Stored items from a collection
::::::::

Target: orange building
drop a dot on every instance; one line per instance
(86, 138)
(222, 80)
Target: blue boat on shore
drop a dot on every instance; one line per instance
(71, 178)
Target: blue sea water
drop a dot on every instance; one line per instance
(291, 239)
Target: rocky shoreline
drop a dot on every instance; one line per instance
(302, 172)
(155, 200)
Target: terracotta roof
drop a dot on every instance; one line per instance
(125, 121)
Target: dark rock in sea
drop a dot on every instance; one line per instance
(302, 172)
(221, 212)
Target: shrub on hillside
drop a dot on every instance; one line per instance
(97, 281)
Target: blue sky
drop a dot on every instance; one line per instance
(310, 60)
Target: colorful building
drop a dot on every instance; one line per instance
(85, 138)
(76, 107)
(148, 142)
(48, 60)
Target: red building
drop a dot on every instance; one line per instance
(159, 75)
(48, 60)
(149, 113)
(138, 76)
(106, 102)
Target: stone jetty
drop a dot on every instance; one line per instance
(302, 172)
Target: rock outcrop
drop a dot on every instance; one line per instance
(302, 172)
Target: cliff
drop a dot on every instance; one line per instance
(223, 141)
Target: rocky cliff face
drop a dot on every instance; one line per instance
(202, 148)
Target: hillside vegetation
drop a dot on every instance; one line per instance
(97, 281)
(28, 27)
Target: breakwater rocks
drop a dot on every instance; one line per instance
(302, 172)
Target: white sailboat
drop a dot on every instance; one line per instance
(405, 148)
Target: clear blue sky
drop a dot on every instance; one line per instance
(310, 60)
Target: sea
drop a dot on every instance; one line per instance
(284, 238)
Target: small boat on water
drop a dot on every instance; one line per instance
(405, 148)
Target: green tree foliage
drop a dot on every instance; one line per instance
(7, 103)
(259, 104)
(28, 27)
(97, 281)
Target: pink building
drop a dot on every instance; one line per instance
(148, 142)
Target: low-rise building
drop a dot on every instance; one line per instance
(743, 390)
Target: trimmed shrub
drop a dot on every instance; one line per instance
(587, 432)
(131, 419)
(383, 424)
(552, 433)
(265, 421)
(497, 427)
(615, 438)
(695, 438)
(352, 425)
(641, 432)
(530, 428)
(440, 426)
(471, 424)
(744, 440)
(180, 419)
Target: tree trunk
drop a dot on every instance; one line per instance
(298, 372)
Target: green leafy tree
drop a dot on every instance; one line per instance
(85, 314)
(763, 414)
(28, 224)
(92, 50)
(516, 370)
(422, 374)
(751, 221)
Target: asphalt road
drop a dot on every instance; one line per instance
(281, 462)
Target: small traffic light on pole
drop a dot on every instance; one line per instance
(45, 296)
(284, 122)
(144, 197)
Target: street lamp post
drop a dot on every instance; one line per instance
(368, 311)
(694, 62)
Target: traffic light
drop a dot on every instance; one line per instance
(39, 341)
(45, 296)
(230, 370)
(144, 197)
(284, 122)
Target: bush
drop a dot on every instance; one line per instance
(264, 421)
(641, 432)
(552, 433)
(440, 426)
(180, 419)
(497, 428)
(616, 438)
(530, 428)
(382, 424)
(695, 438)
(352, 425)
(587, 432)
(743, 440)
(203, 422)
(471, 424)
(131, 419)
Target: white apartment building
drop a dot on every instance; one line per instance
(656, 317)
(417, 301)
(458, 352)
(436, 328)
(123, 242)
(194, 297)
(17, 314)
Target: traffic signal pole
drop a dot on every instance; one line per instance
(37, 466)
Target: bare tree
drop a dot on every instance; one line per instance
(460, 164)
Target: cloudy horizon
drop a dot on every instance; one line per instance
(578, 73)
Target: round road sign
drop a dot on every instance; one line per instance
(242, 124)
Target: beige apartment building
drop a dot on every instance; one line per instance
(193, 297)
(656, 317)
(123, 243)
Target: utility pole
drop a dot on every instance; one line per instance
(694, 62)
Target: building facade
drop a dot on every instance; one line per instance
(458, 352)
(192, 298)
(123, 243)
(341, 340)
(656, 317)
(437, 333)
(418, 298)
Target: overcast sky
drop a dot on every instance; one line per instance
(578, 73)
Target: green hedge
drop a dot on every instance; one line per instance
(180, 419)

::::::::

Copy each line of the data above without altering a single character.

* [Task result]:
Target: orange building
drop a dot on every instance; one line per instance
(86, 138)
(222, 80)
Target: blue boat on shore
drop a dot on every instance; one line per instance
(71, 178)
Target: blue sea water
drop a dot on every instance; one line per instance
(291, 239)
Target: rocky shoreline
drop a dot on every instance; one line per instance
(302, 172)
(155, 200)
Target: terracotta roof
drop a dot on every instance; one line per instance
(125, 121)
Target: dark rock in sea
drop a dot on every instance; one line per instance
(302, 172)
(221, 212)
Target: shrub on hillside
drop a dot on every instance; one line per instance
(97, 281)
Target: blue sky
drop a dot on every instance; one line per instance
(310, 60)
Target: colorful building
drop a dot on every instance; one line per instance
(85, 138)
(76, 107)
(148, 142)
(48, 60)
Target: red building
drop a dot on every instance; one line per instance
(159, 75)
(48, 60)
(149, 113)
(138, 76)
(106, 102)
Target: stone jetty
drop a dot on every instance; one line per instance
(302, 172)
Target: rock outcrop
drop a dot on every instance; one line per instance
(302, 172)
Target: cliff
drop a dot on every instance; one line per instance
(223, 141)
Target: rocky cliff face
drop a dot on every instance; one line per instance
(202, 148)
Target: hillside vegetation
drop a dot on every instance; one line per instance
(97, 281)
(28, 27)
Target: breakwater rocks
drop a dot on every instance; one line per instance
(302, 172)
Target: white sailboat
drop a dot on every instance; one line per instance
(405, 148)
Target: clear blue sky
drop a dot on every instance; one line per instance
(310, 60)
Target: sea
drop a dot on every instance; one line per instance
(284, 238)
Target: small boat on water
drop a dot on every instance; one line per instance
(405, 148)
Target: green tree foliage
drop a dot on every instance; one line per instance
(7, 103)
(259, 104)
(28, 27)
(97, 281)
Target: pink building
drop a dot on every instance; one line per instance
(148, 142)
Target: low-rise building
drop a dot on every instance; one line per instance
(743, 390)
Target: trimmed shrub
drop a dot on every instance; one line per instance
(587, 432)
(131, 419)
(383, 424)
(552, 433)
(265, 421)
(497, 427)
(615, 438)
(695, 438)
(352, 425)
(641, 432)
(530, 428)
(440, 426)
(471, 424)
(744, 440)
(180, 419)
Target: tree trunk
drop a dot on every instance; one line per instance
(298, 372)
Target: green leafy tree
drop a dot on every instance; one line per instance
(85, 314)
(763, 414)
(28, 224)
(92, 50)
(516, 370)
(422, 374)
(751, 221)
Target: asphalt road
drop a dot on every instance; one line per instance
(281, 462)
Target: small traffic light on pole
drop a dot on every instance; one line per instance
(45, 296)
(284, 122)
(144, 197)
Target: street lamp post
drop a dot on every instance; one line per instance
(368, 311)
(694, 62)
Target: traffic light
drop a dot on every instance; one line per instance
(39, 341)
(45, 296)
(230, 370)
(144, 197)
(284, 122)
Target: bush
drop a dot on every instance; one line per instance
(264, 421)
(641, 432)
(552, 433)
(440, 426)
(180, 419)
(497, 428)
(616, 438)
(530, 428)
(382, 424)
(695, 438)
(352, 425)
(587, 432)
(743, 440)
(203, 422)
(471, 424)
(131, 419)
Target: white apartment building
drop a dot on every instance; one line per instance
(656, 317)
(417, 301)
(458, 352)
(436, 328)
(123, 242)
(194, 297)
(17, 314)
Target: traffic signal pole
drop a dot on every instance; one line per instance
(37, 466)
Target: bare tree
drop a dot on every instance; one line per instance
(460, 164)
Target: cloudy horizon
drop a dot on every instance; one line per instance
(578, 73)
Target: round road sign
drop a dot on every instance; one line per instance
(242, 124)
Target: beige apartment building
drop a dot on every instance; one line per instance
(193, 297)
(656, 317)
(123, 243)
Target: utility pole
drop a dot on every instance; one line per instance
(694, 62)
Target: building facade
drop a dot on every instance; one line per instance
(458, 352)
(192, 298)
(123, 243)
(341, 340)
(656, 317)
(437, 333)
(418, 298)
Target: overcast sky
drop a dot on every instance; one line per instance
(578, 73)
Target: green hedge
drop a dot on every instance; one line per instance
(180, 419)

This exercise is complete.